Brief 1: Decide whether each statement below agrees with the post about a hearing test, answering yes or no and quoting the deciding words of the post: (a) The writer is on HRT. (b) The band of the writer's bras still fits at the tightest setting. (c) The writer has already researched progestin.
Brief 2: Edit the passage of the post about a hearing test from "Tommorrow is my" to "What a choice." so that "background noise" is replaced with "street noise", and write out the revised passage.
Brief 3: Translate this sentence from the post about a hearing test into Spanish: "I've been a DD for so long, I'm not sure I can handle shopping for a different size."

Supplied text:
⁂

Tommorrow is my hearing test. I'm not too nervous, but I'd be lying if I said I'm not a little worried. Most times I can hear fine, but any kind of background noise at all, and forgetit. Same is true of anybody with one of those voices that sounds like they are afraid somebody might hear them, or just very soft or on the high pitched side. Other times I can hear fine, but I can't understand what they are saying, it just sounds like gobbldeygook or martian.

It didn't help reading about progestin possibly leading to hearing loss in some women. I'm not on HRT or anythign like that, but I am on Depo. I haven't had time to do any research on that yet, but it does have me a bit wigged. I really don't want to choose between deafness and raging pms. What a choice.

This next part concerns some feminine issues, so if you are a guy who isn't into that, this is the time to stop reading.

Apparently when you loose weight it isn't just your ass, thighs and cheeks that get smaller. My bras that used to hold me up and at-em, are now suddenly potato sacks full of blubber. The band around the middle still fits at the tighest setting, but no matter how I adjust the straps I still look like I have gramma boobs. I guess its cheaper than the boob job I was thinking about after I reach a healthy goal wieght, but it sure caught me by suprise. I've been a DD for so long, I'm not sure I can handle shopping for a different size.

⁂

Collected material:
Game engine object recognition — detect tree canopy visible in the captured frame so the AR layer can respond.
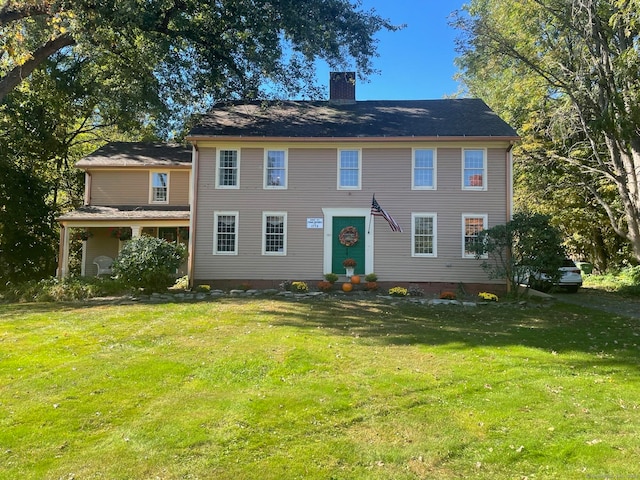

⁂

Complete output 1:
(a) No: "I'm not on HRT or anythign like that"
(b) Yes: "The band around the middle still fits at the tighest setting"
(c) No: "I haven't had time to do any research on that yet"

Complete output 2:
Tommorrow is my hearing test. I'm not too nervous, but I'd be lying if I said I'm not a little worried. Most times I can hear fine, but any kind of street noise at all, and forgetit. Same is true of anybody with one of those voices that sounds like they are afraid somebody might hear them, or just very soft or on the high pitched side. Other times I can hear fine, but I can't understand what they are saying, it just sounds like gobbldeygook or martian.

It didn't help reading about progestin possibly leading to hearing loss in some women. I'm not on HRT or anythign like that, but I am on Depo. I haven't had time to do any research on that yet, but it does have me a bit wigged. I really don't want to choose between deafness and raging pms. What a choice.

Complete output 3: Llevo tanto tiempo usando copa DD que no estoy segura de poder soportar comprar otra talla.